» **TEXT SEGMENT**

────────────────

Member of the Senate of Nigeria
- In office 29 May 2007 – 29 May 2011
- Preceded by: Spiff Inatim Rufus
- Succeeded by: Clever Ikisikpo
- Constituency: Bayelsa East

Personal details
- Born: 10 May 1952 (age 72) Bayelsa State, Nigeria

= Nimi Barigha-Amange =

Nigerian politician

Nimi Barigha-Amange (born 10 May 1952) is a former Senator for the Bayelsa East constituency of Bayelsa State, Nigeria. He took office on 29 May 2007 serving until 29 May 2011. He is a member of the People's Democratic Party (PDP).

Barigha-Amange earned an HND Petroleum Engineering (1981), LL.B (1993) and BL (1995).
He became Head of the Lands and Claims department at ELF Petroleum Nigeria, Chairman of Board of the Niger Delta Basin Development Authority and Chairman of the Board of the Federal Medical Centre.

After taking his Senate seat in June 2007 Barigha-Amange was appointed to committees on Science & Technology, National Identity Card & Population, Interior Affairs and Capital Markets.

────────────────

» **ACTIVITIES**
[1] Answer these questions from the biography of Nimi Barigha-Amange:
(a) Who held the Senate seat before him?
(b) Which political party does he belong to?
(c) In what year did he earn his LL.B?
[2] Turn the paragraph of the Barigha-Amange biography that begins "Barigha-Amange earned an HND" into a brief bulleted list that keeps its main facts.
[3] Carry on the biography of Nimi Barigha-Amange, picking up after its final sentence.

────────────────

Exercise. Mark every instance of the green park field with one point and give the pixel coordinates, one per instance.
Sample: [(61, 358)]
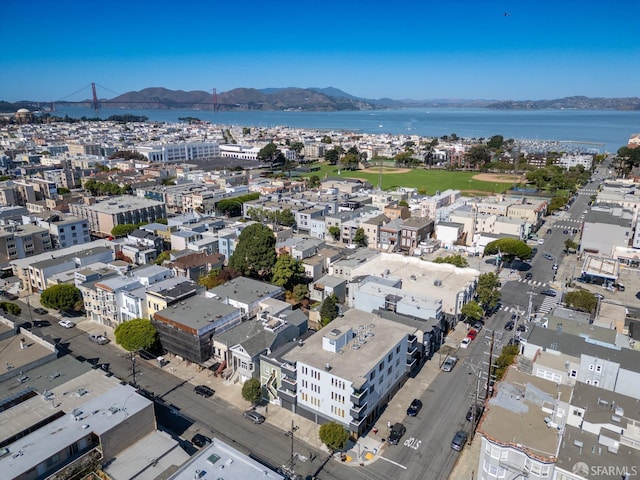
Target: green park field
[(429, 180)]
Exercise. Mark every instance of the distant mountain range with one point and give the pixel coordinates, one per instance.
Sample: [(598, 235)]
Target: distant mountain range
[(322, 99)]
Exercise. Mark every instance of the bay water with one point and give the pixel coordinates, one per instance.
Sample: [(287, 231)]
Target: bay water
[(604, 130)]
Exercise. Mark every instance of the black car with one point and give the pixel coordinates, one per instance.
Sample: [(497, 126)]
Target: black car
[(396, 433), (414, 408), (40, 323), (471, 415), (203, 390), (200, 440), (459, 440)]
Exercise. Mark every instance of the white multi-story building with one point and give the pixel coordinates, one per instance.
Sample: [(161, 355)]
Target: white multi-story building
[(180, 152), (349, 370)]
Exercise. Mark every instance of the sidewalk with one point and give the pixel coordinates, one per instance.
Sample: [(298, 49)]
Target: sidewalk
[(364, 451)]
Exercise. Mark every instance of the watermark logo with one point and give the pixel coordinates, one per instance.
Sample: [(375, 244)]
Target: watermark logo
[(596, 471)]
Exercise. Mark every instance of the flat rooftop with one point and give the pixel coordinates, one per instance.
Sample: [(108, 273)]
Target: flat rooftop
[(98, 416), (352, 364), (419, 277), (58, 391), (219, 460), (515, 414), (124, 203)]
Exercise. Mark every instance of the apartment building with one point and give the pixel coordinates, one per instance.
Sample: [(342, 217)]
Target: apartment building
[(521, 430), (106, 214), (180, 152), (21, 241), (66, 231), (348, 371)]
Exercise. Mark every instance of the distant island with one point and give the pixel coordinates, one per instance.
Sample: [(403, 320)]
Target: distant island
[(317, 100)]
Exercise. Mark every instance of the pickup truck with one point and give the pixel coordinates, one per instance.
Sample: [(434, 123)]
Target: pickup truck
[(449, 363)]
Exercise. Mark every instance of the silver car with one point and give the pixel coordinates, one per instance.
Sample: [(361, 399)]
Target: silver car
[(254, 416)]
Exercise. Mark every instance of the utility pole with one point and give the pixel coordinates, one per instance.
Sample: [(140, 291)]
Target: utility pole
[(294, 428), (133, 368), (493, 336)]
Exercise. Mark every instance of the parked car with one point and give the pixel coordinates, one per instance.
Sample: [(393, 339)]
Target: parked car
[(204, 391), (459, 440), (414, 408), (474, 415), (99, 339), (449, 363), (396, 433), (200, 440), (254, 416)]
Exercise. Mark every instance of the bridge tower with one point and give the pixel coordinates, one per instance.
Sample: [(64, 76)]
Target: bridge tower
[(96, 107)]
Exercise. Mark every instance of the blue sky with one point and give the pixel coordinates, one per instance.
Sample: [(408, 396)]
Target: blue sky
[(416, 49)]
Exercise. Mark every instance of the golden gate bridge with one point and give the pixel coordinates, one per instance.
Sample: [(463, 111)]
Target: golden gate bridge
[(96, 104)]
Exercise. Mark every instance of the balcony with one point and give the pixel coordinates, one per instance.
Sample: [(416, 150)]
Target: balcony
[(290, 383), (288, 369), (287, 395), (357, 398), (357, 413), (354, 425)]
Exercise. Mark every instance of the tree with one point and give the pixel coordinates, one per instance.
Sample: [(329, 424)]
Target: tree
[(334, 436), (255, 253), (509, 248), (123, 230), (332, 156), (495, 142), (252, 390), (329, 309), (162, 257), (136, 334), (472, 311), (487, 292), (581, 300), (313, 181), (299, 292), (334, 232), (62, 297), (478, 155), (360, 237), (287, 272), (11, 308), (269, 152), (457, 260)]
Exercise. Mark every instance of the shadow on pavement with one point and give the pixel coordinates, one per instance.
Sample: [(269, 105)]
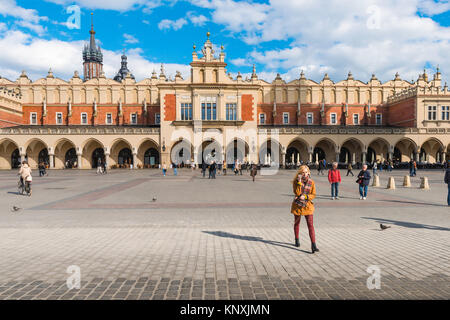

────────────────

» **ANSWER LIST**
[1]
(a) Spiff Inatim Rufus
(b) The People's Democratic Party (PDP)
(c) 1993

[2]
- Degrees: HND in Petroleum Engineering (1981), LL.B (1993), BL (1995)
- Head of the Lands and Claims department, ELF Petroleum Nigeria
- Chairman of the Board, Niger Delta Basin Development Authority
- Chairman of the Board, Federal Medical Centre

[3]
In a mid-term evaluation of Senators in May 2009, ThisDay noted that he had sponsored bills on Technology Innovation Agency Establishment, Interception & monitoring of Communication and Civil Society Organisation. He had also sponsored and co-sponsored five motions.
In an article in the Nigerian Tribune written in January 2010, Barigha-Amange called for full deregulation of the downstream petroleum industry and licensing of small and medium-sized refineries, which would help eliminate corruption and reduce domestic prices.

Reduction of unemployment by employing 55 people in his Farm Project.
Rural and Community Development in areas of Scholarship, Free Mobile Boat Clinic, Micro Businesses, Extended Loans to Youths and Women cooperative societies.